[Aufgaben]
**A)** Nenne alle Bereiche, die im Seitenauszug in dem Satz mit „vom Boden“ als mit dem Staat verbunden aufgezählt werden.
**B)** Seit wann darf man laut dem Seitenauszug wieder ohne Auflagen nach China reisen?
**C)** Gib bitte den Teil des Seitenauszugs wortgetreu wieder, der bei den Worten „Es gibt viele“ beginnt und nach „können, täuscht sich.“ endet.

*** Seitenauszug ***

Jürg Burri: Generell ist die Stimmung unter den Unternehmen derzeit interessiert aber verhalten. Der chinesische Markt ist weiterhin riesig, die Innovationskurve steil, aber neue Gesetze und die Spannungen mit den USA verunsichern.

Warum die Reise wenig Anmeldungen hat – das ist schwer zu sagen. Vielleicht hängt es auch mit der Visa-Pflicht oder einer zu kurzfristigen Planung für die Unternehmen zusammen. Erst seit vier, fünf Monaten darf man wieder ohne Auflagen nach China reisen. Es braucht eben immer Zeit, bis die durch Reiseverbote gekappten Beziehungen wieder anlaufen. Diese Anlaufzeit nach dreijährigem Unterbruch haben sicher einige in China, aber auch in der Schweiz unterschätzt.

Es gibt viele Sonderentwicklungszonen, die in China auch von der Regierung unterstützt werden. Hier ist es wichtig, mit der Regierung und Regierungsvertretern zusammenzuarbeiten. Geht es auch ohne diese Abhängigkeiten?

Burri: Die chinesische Regierung stellt den Universitäten sehr viele Mittel zur Verfügung, um Innovationsparks aufzubauen. Die Provinzen kreieren sogenannte Sonderentwicklungszonen. Beide Instrumente stellen sicher, dass man als Firma, wenn man sich niederlässt,  Fördergelder und Steuerrabatte erhält s. In China ist vom Boden über die Industrieparks bis hin zu den Innovationszentren alles auf eine Art mit dem Staat verbunden und somit kontrollierbar. Wer meint,  in China ein komplett regierungsunabhängiges Umfeld finden zu können, täuscht sich.

*** Datenteil ***

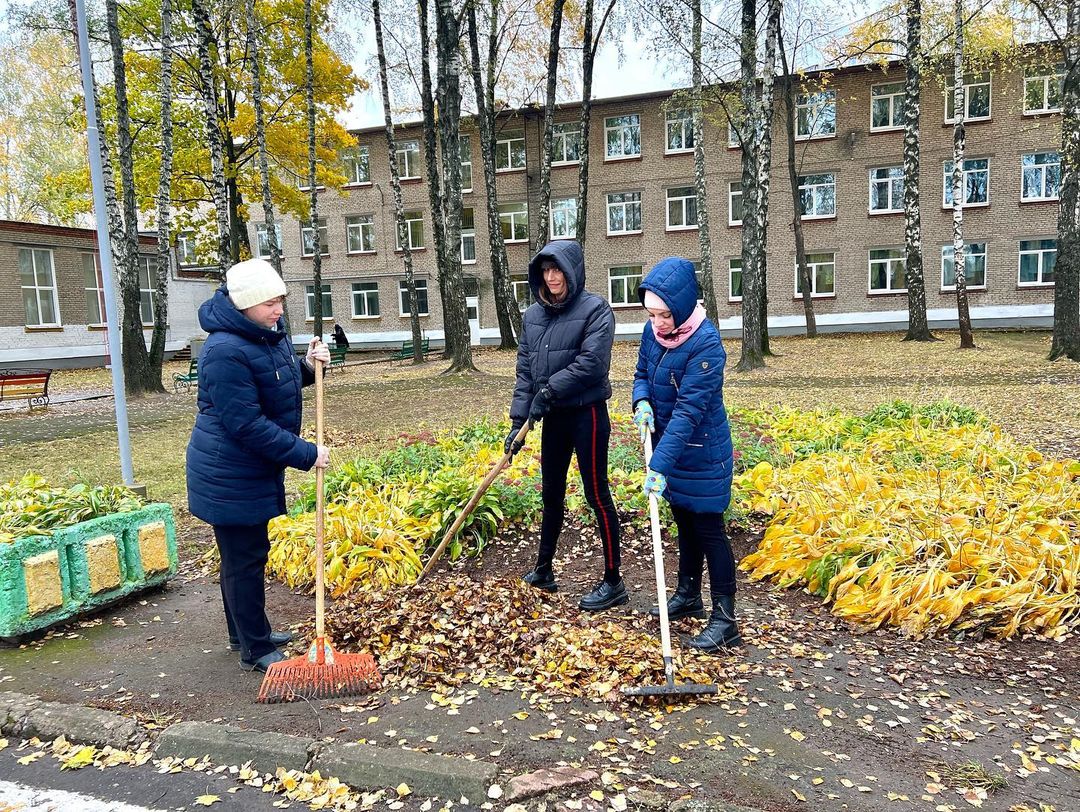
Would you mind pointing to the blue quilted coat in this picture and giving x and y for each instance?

***

[Lösungen]
**A)** Boden, Industrieparks, Innovationszentren

**B)** Seit vier, fünf Monaten.

**C)**
Es gibt viele Sonderentwicklungszonen, die in China auch von der Regierung unterstützt werden. Hier ist es wichtig, mit der Regierung und Regierungsvertretern zusammenzuarbeiten. Geht es auch ohne diese Abhängigkeiten?

Burri: Die chinesische Regierung stellt den Universitäten sehr viele Mittel zur Verfügung, um Innovationsparks aufzubauen. Die Provinzen kreieren sogenannte Sonderentwicklungszonen. Beide Instrumente stellen sicher, dass man als Firma, wenn man sich niederlässt,  Fördergelder und Steuerrabatte erhält s. In China ist vom Boden über die Industrieparks bis hin zu den Innovationszentren alles auf eine Art mit dem Staat verbunden und somit kontrollierbar. Wer meint,  in China ein komplett regierungsunabhängiges Umfeld finden zu können, täuscht sich.